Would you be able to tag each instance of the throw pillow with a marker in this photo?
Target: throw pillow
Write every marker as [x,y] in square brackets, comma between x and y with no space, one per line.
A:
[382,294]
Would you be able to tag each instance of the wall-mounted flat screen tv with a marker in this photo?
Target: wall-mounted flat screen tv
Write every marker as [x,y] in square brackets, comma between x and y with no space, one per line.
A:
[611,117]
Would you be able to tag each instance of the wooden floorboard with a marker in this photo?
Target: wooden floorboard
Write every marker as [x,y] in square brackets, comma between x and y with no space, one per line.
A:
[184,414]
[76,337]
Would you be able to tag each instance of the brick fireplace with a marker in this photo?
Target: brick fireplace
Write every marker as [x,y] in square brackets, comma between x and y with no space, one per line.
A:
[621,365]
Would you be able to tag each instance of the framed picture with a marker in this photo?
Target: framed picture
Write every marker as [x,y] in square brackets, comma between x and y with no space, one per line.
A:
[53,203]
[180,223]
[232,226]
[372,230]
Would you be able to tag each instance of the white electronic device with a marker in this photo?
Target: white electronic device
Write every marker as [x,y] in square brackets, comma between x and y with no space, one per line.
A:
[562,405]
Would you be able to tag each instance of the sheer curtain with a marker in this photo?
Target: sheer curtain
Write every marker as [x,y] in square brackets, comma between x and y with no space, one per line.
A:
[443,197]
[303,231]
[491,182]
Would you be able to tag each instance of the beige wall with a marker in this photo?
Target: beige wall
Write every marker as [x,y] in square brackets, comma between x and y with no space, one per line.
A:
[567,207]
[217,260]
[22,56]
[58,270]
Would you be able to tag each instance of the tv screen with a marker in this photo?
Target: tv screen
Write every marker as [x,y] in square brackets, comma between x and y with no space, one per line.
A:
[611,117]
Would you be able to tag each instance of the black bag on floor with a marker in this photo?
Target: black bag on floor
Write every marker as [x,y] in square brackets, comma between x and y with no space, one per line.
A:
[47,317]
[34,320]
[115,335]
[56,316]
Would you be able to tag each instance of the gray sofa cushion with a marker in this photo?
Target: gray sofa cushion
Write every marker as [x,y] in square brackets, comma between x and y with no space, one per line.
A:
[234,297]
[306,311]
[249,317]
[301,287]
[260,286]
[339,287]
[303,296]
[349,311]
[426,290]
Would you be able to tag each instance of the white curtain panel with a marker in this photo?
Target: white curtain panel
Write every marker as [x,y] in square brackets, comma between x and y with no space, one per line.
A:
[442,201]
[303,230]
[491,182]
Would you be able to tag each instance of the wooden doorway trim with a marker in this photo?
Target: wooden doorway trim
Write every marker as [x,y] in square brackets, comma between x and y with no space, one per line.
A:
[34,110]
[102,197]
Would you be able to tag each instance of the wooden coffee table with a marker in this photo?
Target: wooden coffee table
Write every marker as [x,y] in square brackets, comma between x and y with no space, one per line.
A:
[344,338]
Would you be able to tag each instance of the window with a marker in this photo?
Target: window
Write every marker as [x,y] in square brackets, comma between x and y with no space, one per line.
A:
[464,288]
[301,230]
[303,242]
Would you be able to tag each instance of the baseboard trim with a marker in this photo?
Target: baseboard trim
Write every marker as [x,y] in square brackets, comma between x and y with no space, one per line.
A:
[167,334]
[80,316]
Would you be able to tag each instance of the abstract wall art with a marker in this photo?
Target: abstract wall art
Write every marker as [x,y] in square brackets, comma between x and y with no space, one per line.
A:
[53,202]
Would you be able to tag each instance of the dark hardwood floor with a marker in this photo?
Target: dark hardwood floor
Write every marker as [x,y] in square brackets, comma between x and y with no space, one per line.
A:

- Work to be completed
Go through the material above line by line and copy it exactly.

- Response to this exercise
Would you be able to tag each instance of the throw pillow with a marker in this photo?
Target: throw pillow
Write every marker as [x,y] in square brackets, comma between x and y with no space, one per line.
A:
[382,294]
Would you be able to tag each instance of the wall-mounted flat screen tv with a marker in this photo?
Target: wall-mounted flat screen tv
Write every marker as [x,y] in square brackets, comma between x and y with no space, one per line.
A:
[611,117]
Would you be able to tag each instance of the wooden floorboard with a marker in this photo?
Target: wooden floorboard
Write every marker as [x,y] in square brackets, comma between x and y with no space, one per line.
A:
[184,414]
[76,337]
Would you be able to tag each instance of the brick fireplace with a marker in this photo?
Target: brick fireplace
Write every marker as [x,y] in square brackets, comma between x and y with no space, one per line.
A:
[621,365]
Would you be able to tag each instance of the framed picture with a marker in this photo?
Target: framed picture
Write every marker as [x,y] in square brackets, comma between x and y with no space, one per line.
A:
[53,203]
[180,223]
[232,226]
[372,230]
Would you be able to tag each instance of the white electronic device with a marker in this photo?
Target: white electronic device
Write every marker as [x,y] in square brackets, comma between x and y with no space, one per line.
A:
[562,405]
Would you be able to tag each instance of the sheer curtain with a marker in this photo?
Target: sheer curtain
Write every marker as [x,y] in square brackets, comma between x and y with no space, one per line.
A:
[443,197]
[303,231]
[491,182]
Would you be able to tag each instance of the beige wall with a marker in this photo?
Target: beige wall
Write every marker as [x,y] in square brackets, comma between x and y with no space, one per line.
A:
[567,207]
[217,260]
[22,56]
[58,270]
Would you be able to tag each instance of the tv screen with a marker in this photo?
Target: tv screen
Write every marker as [x,y] in square brackets, comma between x and y with no space, one per line.
A:
[611,117]
Would you be able to tag each instance of the black bag on floor with a marker in this photo?
Target: black bag on floor
Write every marker as [x,y] in square brackets, comma between x and y with no space, one per line.
A:
[47,317]
[34,320]
[115,335]
[56,316]
Would you be able to tag each instance of the gray sofa cushion with a marker in this photo?
Target: gray sofa cushion
Write every marker as [x,y] in square brackets, comma between x and y with no space, one per line.
A:
[234,297]
[306,311]
[249,317]
[301,287]
[260,286]
[339,287]
[303,296]
[349,311]
[426,290]
Would you be able to tag each instance of the white curtain panel with a marker in this photo?
Target: white curtain panel
Write every marker as [x,y] in square brackets, comma between x and y with no space, one per line.
A:
[442,201]
[303,230]
[491,182]
Would you be able to tag each instance of the wooden doorway trim with a marker in this photo?
Target: wooden doorway trim
Write every marker as [x,y] in square brackets, comma between x and y with no space, one per line.
A:
[34,110]
[102,197]
Would you be able to tag each instance of the wooden coffee table with a marker in this photo?
Target: wooden coffee table
Write every marker as [x,y] in square brackets, comma between x and y with no space, one per line.
A:
[344,338]
Would you be able to tag each instance of the window with a marker in this photo?
Target: window
Write every marker as [x,y] in square brackets, comma between x and y with no space, one per line.
A:
[464,288]
[301,230]
[303,242]
Would you be able to tag each instance of the baseboard trim with a marker in this photo?
Target: baseboard trim
Write every marker as [x,y] in square brackets, comma between x and y with no space, one per line.
A:
[167,334]
[80,316]
Would you be able to tag each instance of the abstract wall art with a marker in this photo?
Target: abstract wall art
Write every marker as [x,y] in square brackets, comma between x and y with no space, one per line.
A:
[53,202]
Would you be able to tag each instance of the dark hardwood floor with a marker in this photo?
Target: dark hardwood floor
Write every marker as [x,y] in square brackets, comma between x and y with no space, one per line.
A:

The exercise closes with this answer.